§ REQUEST: Rewrite the lines below, from the line holding "class is: back" through the last of the rows, both ends included, replacing each "target class" with "target label". Leave everything else unchanged.

------------------------------------------------------------

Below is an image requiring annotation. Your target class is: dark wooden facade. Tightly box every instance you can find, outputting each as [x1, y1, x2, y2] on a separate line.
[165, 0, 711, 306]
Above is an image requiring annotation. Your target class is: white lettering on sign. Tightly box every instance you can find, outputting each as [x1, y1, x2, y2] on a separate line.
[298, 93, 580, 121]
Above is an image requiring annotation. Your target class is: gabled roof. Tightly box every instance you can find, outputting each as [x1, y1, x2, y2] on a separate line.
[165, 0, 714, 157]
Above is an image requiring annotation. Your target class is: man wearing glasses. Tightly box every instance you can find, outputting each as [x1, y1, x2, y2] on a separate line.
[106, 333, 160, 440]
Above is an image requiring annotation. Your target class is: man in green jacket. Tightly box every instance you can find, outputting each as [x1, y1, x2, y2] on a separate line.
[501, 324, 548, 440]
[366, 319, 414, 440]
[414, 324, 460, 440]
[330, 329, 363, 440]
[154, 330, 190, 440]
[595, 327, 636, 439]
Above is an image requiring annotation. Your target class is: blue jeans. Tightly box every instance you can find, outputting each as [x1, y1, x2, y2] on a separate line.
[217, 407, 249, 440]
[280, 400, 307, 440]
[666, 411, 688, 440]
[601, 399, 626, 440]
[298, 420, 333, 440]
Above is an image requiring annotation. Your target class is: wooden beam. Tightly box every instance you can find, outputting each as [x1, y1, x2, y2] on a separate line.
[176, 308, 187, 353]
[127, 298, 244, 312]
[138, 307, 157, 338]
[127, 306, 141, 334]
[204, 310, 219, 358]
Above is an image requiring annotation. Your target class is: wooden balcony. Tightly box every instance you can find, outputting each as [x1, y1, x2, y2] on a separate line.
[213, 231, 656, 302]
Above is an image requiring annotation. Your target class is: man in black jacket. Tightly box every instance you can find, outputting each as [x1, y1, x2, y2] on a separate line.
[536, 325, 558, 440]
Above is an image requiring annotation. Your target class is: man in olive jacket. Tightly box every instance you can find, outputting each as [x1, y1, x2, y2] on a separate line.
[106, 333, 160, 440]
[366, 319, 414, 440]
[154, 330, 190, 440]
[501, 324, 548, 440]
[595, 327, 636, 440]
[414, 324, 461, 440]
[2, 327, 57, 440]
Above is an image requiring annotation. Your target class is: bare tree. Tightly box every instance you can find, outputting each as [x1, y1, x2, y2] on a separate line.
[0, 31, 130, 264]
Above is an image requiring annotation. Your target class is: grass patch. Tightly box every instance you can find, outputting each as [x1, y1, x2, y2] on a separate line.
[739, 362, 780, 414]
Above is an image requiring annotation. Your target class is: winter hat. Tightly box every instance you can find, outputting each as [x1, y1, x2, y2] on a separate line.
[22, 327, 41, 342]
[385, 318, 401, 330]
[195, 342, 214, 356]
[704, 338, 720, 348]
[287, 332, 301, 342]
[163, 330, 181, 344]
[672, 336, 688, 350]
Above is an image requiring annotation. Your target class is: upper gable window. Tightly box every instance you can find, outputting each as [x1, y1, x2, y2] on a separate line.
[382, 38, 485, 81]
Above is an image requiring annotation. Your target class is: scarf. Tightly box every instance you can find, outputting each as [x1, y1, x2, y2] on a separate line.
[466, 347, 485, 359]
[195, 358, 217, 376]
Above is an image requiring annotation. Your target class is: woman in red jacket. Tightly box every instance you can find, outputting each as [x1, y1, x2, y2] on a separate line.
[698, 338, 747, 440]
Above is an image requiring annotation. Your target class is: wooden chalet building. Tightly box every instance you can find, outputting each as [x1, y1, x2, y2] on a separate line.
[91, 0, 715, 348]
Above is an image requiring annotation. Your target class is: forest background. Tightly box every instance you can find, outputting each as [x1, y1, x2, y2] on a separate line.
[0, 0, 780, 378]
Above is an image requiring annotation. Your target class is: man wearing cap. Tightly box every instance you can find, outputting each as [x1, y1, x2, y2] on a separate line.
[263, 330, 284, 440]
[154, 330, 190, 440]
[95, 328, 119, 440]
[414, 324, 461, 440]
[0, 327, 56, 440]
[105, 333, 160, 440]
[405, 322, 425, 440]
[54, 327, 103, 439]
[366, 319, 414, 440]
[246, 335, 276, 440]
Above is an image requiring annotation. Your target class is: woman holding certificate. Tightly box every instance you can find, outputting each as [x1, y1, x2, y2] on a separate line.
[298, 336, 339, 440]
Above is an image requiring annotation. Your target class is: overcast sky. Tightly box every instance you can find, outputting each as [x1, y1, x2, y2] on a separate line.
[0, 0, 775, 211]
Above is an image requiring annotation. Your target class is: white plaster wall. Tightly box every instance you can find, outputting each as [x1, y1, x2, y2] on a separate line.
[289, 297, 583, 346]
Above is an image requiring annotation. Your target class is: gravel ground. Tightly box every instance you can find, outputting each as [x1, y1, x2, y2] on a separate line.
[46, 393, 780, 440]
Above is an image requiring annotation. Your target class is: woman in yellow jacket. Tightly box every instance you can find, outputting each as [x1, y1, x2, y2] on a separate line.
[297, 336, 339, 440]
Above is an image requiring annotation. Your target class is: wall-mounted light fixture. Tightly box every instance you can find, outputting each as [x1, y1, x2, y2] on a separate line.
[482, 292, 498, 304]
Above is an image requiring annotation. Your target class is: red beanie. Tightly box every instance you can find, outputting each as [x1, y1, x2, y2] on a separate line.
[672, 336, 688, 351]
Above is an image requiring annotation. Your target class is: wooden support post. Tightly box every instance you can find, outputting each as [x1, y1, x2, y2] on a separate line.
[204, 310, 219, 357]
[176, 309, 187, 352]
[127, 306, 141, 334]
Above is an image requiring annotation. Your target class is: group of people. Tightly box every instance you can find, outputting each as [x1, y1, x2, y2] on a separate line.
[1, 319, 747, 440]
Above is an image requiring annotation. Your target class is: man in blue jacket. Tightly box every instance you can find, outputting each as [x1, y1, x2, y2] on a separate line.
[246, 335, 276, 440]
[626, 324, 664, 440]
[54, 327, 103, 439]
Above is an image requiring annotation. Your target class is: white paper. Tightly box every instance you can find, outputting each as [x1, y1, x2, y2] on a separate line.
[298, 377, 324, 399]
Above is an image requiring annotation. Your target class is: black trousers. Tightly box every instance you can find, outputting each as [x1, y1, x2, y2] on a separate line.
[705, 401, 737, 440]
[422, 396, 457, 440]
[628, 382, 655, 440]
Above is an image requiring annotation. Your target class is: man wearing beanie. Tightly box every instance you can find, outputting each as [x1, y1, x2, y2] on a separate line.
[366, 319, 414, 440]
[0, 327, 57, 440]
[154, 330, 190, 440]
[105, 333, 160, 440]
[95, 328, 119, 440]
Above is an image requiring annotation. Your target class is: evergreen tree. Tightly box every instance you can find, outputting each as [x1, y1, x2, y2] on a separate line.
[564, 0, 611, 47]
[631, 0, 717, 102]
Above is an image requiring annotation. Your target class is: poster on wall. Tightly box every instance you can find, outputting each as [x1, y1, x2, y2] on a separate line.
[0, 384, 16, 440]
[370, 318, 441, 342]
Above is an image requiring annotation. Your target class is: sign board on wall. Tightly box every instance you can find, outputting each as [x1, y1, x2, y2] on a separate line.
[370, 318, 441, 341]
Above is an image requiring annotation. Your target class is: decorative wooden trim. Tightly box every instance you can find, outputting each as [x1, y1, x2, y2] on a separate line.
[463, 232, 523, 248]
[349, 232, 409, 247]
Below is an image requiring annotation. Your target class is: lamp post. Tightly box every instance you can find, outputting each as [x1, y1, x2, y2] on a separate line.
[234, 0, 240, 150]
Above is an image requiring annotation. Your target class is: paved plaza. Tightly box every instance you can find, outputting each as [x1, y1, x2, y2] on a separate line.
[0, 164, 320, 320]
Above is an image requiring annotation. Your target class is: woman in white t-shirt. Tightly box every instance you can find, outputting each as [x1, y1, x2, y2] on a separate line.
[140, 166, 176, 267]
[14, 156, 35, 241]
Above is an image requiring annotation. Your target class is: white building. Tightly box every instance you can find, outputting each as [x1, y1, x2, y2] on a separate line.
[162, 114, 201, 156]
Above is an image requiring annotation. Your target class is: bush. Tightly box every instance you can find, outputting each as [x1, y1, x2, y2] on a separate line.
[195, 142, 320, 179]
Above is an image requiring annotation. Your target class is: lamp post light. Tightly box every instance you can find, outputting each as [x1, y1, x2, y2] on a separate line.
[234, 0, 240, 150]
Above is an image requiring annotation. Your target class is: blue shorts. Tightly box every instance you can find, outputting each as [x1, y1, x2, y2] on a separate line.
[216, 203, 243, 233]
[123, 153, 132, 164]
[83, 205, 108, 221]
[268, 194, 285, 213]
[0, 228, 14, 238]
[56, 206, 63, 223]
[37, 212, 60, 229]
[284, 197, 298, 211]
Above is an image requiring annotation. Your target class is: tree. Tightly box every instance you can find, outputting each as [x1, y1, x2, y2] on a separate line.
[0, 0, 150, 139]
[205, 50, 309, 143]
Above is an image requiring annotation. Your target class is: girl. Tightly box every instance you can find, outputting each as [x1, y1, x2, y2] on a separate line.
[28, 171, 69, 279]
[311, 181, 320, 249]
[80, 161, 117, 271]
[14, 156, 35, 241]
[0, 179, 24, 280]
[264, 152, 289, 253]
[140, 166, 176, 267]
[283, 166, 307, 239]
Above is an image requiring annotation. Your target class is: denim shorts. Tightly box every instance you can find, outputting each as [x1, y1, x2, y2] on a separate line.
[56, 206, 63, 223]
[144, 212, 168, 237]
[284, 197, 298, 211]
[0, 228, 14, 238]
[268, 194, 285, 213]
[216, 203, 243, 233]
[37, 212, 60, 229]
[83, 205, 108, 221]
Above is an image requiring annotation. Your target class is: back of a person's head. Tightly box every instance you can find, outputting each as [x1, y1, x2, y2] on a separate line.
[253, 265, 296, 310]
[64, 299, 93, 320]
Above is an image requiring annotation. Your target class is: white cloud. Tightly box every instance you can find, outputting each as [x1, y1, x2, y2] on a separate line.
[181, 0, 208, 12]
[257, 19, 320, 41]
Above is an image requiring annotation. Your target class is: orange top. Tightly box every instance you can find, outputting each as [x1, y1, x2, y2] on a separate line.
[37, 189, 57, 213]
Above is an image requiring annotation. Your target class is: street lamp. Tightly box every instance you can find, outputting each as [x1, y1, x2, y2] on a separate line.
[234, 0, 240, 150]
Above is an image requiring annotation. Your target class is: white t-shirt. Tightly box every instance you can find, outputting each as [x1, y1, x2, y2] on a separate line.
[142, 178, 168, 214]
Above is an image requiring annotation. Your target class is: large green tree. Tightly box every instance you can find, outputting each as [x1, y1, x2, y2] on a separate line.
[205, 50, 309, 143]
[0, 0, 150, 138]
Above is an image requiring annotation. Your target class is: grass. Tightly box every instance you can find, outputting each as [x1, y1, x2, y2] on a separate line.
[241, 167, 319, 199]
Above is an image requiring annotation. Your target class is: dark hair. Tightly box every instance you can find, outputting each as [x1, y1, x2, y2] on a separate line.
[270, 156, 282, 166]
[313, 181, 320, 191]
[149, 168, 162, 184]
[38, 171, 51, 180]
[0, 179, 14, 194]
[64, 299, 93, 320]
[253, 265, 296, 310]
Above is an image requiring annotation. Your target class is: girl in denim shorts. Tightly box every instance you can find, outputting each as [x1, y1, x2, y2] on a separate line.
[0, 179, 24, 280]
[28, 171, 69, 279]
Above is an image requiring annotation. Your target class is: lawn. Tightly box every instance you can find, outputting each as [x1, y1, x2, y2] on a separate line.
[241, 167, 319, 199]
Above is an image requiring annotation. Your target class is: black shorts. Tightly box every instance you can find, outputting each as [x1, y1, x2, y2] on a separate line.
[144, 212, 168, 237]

------------------------------------------------------------

§ COMPLETED TASK:
Above is an image requiring annotation. Your target label is: back of a person's head. Tightly box every instance you can find, outputting each as [x1, y1, x2, y2] on a separate line.
[253, 265, 296, 310]
[64, 299, 93, 320]
Above is an image requiring annotation. Your target label is: white cloud. Tightly box every instance you can find, outputting each as [x1, y1, x2, y2] on a separate line.
[181, 0, 208, 12]
[257, 19, 320, 41]
Above is an image requiring annotation. Your target label is: orange top. Tightly box every instance you can find, outputting each as [x1, y1, x2, y2] on a separate line.
[37, 189, 57, 213]
Above is an image requiring annotation. Your target label is: street lamp. Tightly box every instance you can find, outputting each as [x1, y1, x2, y2] on a separate line.
[234, 0, 240, 150]
Above is an image requiring annotation. Your target label is: white t-shirt. Tightly box every instance you can find, outputting each as [x1, y1, x2, y2] on a separate line.
[142, 178, 168, 214]
Above is an image requiring annotation. Your target label is: large green tree. Tightly box every instance you can find, outputting each as [x1, y1, x2, y2] on a separate line.
[205, 50, 309, 143]
[0, 0, 150, 138]
Above is an image requiring annotation. Your target label is: grass. Tightly box every instance you can find, outputting each as [x1, y1, x2, y2] on a separate line.
[241, 167, 319, 199]
Above is an image requiring annotation. Your target label is: dark hair. Tightly box every instance you can find, outputting each as [x1, y1, x2, y2] on a separate line.
[270, 156, 282, 166]
[313, 181, 320, 191]
[149, 168, 162, 184]
[38, 171, 51, 180]
[0, 179, 14, 194]
[64, 299, 93, 320]
[253, 265, 296, 310]
Above is an image requiring annotation. Your target label is: girl in denim shorts. Tightly box every instance you can find, outputting each as [x1, y1, x2, y2] on a separate line.
[0, 179, 24, 280]
[28, 171, 69, 279]
Above is an image requiring annotation. Your target label is: lawn. Tightly box every instance you can find, outputting each as [x1, y1, x2, y2] on a separate line.
[241, 167, 319, 199]
Above is an image requiring annotation. Your target label is: black shorts. Tightly box every instance you can find, outputting each as [x1, y1, x2, y2] on a separate line.
[144, 212, 168, 237]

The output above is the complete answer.